▽

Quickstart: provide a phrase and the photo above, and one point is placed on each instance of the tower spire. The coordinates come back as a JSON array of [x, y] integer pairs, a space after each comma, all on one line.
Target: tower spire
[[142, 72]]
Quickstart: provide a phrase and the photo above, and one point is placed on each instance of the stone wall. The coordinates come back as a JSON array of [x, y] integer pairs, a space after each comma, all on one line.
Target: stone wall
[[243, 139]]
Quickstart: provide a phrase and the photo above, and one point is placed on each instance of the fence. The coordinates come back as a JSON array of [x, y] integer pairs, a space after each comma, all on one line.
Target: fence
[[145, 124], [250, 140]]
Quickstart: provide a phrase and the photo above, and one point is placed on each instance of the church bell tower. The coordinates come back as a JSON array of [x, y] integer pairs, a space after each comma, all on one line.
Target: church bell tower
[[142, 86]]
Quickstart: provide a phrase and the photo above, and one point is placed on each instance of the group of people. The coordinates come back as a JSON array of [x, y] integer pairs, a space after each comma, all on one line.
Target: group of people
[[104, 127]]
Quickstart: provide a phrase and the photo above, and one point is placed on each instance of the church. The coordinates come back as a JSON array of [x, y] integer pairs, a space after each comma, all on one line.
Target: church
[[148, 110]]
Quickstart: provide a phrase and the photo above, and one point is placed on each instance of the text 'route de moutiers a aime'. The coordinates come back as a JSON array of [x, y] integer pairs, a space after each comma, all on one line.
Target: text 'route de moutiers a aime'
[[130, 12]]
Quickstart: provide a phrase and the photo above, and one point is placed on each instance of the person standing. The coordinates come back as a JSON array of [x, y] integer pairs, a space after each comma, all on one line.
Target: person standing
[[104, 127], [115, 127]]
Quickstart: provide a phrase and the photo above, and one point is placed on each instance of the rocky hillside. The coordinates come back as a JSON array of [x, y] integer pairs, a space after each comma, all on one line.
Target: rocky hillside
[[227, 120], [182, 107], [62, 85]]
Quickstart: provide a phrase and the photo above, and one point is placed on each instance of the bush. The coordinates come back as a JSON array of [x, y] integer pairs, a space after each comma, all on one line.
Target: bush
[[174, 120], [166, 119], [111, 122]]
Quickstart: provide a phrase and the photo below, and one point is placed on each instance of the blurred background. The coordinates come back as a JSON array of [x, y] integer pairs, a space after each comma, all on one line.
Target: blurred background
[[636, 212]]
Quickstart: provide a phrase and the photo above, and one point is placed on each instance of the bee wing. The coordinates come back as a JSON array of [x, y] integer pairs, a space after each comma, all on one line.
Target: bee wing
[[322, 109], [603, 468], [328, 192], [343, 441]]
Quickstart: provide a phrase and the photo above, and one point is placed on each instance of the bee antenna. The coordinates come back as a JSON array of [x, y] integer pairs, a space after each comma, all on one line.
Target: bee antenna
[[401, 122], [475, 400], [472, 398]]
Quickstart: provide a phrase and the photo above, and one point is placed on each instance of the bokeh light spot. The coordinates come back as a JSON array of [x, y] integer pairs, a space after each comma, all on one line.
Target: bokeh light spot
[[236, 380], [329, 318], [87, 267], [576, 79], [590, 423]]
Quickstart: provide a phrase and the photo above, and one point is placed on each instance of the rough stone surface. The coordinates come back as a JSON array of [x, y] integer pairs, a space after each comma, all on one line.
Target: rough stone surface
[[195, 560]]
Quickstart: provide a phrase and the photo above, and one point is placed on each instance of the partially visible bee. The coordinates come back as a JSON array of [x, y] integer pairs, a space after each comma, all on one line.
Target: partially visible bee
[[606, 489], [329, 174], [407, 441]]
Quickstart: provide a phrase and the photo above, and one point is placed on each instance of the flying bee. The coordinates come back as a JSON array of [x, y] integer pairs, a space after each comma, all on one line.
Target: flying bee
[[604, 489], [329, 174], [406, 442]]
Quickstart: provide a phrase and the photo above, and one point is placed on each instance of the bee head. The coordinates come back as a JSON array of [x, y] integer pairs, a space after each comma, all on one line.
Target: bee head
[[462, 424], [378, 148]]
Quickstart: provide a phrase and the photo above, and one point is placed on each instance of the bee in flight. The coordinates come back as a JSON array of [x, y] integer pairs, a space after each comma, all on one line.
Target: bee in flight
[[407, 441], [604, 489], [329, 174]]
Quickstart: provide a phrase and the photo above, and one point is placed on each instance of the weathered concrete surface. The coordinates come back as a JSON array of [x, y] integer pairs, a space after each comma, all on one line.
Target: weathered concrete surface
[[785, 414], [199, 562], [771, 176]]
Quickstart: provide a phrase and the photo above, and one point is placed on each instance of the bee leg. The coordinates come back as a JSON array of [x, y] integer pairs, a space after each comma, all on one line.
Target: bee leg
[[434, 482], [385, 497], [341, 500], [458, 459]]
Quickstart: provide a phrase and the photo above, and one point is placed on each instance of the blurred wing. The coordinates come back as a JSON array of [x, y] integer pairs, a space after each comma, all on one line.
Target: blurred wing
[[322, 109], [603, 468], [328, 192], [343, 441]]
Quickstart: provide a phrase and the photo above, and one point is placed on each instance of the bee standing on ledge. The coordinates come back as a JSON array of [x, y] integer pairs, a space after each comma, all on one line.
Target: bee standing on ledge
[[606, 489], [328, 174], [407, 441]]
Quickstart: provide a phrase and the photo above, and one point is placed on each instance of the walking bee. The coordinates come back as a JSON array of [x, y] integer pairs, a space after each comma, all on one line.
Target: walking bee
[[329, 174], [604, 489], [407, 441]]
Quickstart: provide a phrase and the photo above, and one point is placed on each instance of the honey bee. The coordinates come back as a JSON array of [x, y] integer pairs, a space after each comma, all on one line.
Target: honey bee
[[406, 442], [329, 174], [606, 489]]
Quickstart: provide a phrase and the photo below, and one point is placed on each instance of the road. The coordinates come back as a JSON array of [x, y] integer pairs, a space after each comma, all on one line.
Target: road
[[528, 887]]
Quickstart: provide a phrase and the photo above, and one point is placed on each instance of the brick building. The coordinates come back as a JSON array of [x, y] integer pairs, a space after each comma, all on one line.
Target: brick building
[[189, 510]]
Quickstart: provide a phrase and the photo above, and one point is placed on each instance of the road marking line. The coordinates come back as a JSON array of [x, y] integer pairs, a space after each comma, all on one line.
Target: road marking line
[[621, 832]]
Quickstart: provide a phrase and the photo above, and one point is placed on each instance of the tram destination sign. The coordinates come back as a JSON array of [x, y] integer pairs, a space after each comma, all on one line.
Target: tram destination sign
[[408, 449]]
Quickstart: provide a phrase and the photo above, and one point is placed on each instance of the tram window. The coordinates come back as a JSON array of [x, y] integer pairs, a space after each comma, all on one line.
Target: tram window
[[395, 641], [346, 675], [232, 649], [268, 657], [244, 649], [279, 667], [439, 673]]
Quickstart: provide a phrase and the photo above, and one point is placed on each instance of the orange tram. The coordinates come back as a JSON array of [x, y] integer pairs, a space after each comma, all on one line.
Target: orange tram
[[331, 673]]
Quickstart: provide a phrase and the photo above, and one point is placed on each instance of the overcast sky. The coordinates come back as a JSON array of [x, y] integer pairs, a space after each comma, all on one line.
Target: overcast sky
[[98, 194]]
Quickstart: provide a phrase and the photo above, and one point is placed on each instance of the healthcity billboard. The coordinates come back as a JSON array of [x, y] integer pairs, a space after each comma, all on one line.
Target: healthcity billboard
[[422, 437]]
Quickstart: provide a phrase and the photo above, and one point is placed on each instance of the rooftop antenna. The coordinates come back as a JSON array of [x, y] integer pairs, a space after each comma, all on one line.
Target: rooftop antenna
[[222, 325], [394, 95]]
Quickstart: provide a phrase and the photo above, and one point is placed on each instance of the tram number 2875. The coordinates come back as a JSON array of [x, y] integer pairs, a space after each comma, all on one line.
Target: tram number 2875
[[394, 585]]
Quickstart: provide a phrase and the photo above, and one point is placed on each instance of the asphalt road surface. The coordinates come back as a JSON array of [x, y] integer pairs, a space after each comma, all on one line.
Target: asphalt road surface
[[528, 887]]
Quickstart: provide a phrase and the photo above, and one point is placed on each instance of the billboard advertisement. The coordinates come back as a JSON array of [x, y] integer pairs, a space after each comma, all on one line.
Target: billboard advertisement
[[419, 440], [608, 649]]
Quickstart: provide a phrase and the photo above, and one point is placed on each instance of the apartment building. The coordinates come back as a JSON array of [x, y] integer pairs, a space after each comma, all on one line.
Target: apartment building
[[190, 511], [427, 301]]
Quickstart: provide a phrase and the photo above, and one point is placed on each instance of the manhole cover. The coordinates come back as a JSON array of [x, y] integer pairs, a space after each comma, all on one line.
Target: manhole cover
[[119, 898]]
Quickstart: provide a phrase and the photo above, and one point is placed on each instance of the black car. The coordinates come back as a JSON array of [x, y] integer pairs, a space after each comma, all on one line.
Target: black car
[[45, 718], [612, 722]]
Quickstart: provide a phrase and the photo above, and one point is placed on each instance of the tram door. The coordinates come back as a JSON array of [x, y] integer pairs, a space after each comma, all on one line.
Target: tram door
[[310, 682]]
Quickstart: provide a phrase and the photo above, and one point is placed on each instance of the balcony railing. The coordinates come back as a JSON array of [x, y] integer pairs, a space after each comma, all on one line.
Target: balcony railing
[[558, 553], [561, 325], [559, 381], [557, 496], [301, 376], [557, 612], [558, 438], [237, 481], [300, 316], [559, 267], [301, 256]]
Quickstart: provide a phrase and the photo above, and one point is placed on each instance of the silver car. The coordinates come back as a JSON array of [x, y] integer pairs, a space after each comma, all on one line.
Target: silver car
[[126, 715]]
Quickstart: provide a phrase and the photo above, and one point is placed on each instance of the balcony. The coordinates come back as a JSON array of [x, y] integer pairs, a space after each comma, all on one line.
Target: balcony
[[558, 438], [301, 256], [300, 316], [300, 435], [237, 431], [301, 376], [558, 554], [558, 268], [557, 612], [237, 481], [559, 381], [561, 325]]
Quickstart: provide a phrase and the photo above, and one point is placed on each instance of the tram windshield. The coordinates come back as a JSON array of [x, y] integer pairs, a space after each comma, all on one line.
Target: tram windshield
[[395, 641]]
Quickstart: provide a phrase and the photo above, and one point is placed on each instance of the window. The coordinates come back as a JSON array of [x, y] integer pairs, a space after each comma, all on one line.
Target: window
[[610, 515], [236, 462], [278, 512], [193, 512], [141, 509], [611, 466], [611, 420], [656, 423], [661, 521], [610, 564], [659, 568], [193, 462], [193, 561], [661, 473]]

△

Print the lines of the listing exactly as they appear, beginning at the line that contains "of the brick" and stopping after the line that contains "[[408, 449]]".

Quickstart: provide a phrase and the photo above, and one point is placed on each instance of the brick building. The coordinates come back as a JSON array of [x, y] integer pairs, a space after each comma, all on one line.
Target: brick building
[[189, 510]]
Quickstart: provide a phrase and the photo above, and one point is placed on each instance of the road marking line. The coordinates come back as a JSON array of [x, y] integer pairs, a space after each comma, all on one line.
Target: road marking line
[[621, 832]]
Quickstart: provide a phrase and the photo above, and one point is placed on each instance of the tram destination sign. The coordinates come back as a JSON array of [x, y] integer pairs, a space after each comma, all on one line.
Target: tram destination sign
[[408, 449]]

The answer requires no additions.